* **Short task**
Return each line of the data below that contains the string "wooden", copied without changes.

* **Data for this task**
>>>>

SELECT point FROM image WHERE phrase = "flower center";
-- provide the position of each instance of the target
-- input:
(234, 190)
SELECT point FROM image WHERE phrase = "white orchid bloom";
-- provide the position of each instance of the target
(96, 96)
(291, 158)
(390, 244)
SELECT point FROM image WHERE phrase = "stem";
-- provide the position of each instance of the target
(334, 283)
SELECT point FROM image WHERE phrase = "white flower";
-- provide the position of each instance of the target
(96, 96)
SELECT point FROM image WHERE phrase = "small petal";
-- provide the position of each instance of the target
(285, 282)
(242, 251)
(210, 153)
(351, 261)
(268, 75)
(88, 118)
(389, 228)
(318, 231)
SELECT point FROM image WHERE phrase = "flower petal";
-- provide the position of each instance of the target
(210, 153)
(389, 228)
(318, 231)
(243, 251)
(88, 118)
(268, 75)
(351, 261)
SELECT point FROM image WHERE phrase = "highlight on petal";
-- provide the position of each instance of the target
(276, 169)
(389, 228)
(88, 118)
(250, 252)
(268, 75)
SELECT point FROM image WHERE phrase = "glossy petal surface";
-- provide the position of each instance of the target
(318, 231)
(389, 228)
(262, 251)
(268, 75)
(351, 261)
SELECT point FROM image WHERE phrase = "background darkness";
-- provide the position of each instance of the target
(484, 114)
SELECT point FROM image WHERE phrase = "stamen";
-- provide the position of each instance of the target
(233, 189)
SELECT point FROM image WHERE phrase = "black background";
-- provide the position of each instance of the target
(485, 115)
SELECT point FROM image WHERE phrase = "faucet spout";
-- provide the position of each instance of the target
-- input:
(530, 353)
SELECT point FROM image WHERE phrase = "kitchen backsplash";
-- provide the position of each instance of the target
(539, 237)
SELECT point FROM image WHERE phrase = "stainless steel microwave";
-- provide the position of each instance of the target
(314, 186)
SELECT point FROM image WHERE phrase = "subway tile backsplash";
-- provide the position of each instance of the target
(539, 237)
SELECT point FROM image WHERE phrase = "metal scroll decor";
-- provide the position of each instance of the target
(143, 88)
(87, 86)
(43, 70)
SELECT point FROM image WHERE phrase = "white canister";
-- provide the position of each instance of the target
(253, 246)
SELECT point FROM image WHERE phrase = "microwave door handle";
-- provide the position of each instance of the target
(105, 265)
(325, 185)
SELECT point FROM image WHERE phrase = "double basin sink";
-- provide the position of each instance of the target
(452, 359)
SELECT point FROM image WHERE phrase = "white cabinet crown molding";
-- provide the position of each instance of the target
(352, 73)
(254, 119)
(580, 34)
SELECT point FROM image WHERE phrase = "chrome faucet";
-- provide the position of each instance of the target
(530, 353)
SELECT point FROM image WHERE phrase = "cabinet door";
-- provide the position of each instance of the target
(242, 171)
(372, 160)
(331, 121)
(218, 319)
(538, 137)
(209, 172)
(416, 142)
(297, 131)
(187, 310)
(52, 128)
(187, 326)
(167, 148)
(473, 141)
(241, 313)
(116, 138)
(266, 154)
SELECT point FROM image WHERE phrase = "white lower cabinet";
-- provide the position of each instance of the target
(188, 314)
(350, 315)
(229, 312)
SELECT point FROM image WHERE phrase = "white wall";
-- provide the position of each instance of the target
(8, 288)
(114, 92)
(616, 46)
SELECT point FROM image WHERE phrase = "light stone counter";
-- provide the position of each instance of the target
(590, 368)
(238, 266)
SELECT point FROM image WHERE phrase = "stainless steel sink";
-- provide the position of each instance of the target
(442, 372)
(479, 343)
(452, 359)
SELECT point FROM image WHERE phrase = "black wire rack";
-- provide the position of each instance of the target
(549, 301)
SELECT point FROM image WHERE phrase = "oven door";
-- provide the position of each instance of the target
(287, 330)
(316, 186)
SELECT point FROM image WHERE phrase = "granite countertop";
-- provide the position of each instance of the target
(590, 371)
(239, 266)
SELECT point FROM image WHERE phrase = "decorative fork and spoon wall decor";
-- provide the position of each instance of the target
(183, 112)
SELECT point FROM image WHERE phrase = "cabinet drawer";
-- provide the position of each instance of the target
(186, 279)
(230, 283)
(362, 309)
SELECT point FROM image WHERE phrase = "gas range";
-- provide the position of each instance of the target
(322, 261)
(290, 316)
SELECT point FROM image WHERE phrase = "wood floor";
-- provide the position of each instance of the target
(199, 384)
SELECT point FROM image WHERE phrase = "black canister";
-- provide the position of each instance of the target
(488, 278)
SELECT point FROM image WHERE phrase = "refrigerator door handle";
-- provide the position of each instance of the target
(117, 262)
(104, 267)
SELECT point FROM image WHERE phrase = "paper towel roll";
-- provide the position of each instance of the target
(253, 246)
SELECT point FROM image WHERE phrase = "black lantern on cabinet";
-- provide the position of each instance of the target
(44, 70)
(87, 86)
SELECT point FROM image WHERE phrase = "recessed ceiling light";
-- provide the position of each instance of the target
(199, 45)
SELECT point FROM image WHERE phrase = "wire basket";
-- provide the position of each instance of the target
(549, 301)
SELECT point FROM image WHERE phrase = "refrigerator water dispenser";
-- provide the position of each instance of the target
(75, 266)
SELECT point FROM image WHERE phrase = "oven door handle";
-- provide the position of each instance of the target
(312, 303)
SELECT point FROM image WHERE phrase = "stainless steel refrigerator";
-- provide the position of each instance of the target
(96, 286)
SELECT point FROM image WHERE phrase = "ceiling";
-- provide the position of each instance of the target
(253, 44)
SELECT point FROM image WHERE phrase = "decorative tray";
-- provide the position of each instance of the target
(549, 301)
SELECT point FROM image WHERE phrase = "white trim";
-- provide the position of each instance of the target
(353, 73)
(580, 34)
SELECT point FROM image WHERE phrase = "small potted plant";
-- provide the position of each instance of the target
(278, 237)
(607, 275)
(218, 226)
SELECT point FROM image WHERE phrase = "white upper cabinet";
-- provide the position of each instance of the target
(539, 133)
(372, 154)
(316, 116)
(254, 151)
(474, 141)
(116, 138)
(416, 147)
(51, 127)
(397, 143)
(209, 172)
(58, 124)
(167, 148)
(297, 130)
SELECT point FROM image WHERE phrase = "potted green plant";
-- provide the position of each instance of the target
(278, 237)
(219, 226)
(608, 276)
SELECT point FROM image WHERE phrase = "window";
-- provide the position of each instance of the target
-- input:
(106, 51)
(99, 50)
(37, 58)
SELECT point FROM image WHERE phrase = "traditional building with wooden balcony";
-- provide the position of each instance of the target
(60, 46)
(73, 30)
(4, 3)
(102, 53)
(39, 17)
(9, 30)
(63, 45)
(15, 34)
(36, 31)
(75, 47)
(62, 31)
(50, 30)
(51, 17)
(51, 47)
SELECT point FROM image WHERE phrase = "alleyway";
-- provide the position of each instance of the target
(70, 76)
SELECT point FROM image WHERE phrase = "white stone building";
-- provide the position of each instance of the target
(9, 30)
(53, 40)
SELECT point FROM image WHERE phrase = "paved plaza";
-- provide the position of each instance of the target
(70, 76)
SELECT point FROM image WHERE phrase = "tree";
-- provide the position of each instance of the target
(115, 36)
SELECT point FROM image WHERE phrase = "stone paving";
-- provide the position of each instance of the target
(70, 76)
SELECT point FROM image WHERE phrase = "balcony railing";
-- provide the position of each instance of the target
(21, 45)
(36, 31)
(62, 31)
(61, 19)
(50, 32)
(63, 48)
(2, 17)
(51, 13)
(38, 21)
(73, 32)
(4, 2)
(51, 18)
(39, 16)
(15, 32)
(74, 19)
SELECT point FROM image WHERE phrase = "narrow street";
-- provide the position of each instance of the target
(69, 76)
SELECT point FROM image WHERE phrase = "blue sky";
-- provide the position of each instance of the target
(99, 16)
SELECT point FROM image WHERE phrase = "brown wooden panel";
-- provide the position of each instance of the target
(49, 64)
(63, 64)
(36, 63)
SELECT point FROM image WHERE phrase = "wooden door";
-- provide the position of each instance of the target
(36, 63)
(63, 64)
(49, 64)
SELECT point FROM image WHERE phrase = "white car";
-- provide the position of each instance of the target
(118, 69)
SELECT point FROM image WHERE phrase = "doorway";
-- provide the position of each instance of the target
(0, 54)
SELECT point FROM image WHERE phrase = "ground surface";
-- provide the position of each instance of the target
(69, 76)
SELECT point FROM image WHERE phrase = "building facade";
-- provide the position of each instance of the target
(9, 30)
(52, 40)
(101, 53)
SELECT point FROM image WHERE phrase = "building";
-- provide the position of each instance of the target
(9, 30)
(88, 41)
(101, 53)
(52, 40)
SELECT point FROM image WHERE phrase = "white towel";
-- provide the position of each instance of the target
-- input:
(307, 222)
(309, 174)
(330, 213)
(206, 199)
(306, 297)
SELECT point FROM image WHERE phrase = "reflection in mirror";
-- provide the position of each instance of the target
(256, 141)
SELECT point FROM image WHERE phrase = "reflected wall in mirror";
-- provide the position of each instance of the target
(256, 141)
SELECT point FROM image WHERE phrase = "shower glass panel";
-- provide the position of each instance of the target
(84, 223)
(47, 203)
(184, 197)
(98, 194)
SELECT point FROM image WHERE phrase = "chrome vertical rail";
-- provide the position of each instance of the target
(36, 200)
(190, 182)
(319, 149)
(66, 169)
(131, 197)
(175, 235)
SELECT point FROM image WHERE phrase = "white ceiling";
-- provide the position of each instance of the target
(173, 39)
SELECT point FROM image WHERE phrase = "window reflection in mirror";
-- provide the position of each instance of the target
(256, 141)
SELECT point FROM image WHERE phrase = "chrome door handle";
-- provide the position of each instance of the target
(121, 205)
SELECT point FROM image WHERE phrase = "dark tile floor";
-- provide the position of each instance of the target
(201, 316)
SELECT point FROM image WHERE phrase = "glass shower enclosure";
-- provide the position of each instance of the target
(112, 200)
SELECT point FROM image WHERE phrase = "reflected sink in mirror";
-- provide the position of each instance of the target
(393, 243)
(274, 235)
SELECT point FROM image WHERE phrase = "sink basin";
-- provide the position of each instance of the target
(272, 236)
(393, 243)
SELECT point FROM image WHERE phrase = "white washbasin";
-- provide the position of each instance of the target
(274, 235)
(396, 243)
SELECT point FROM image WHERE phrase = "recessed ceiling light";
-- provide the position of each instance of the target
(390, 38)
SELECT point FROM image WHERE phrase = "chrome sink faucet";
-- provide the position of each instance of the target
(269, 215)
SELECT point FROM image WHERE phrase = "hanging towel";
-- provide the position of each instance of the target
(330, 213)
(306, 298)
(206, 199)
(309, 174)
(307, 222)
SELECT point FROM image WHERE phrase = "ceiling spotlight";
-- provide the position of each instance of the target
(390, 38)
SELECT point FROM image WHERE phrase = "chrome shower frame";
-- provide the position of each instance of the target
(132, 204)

<<<<

* **Final answer**
SELECT point FROM image WHERE phrase = "traditional building with wooden balcony";
SELECT point FROM image WHERE phrase = "brown wooden panel";
SELECT point FROM image WHERE phrase = "wooden door";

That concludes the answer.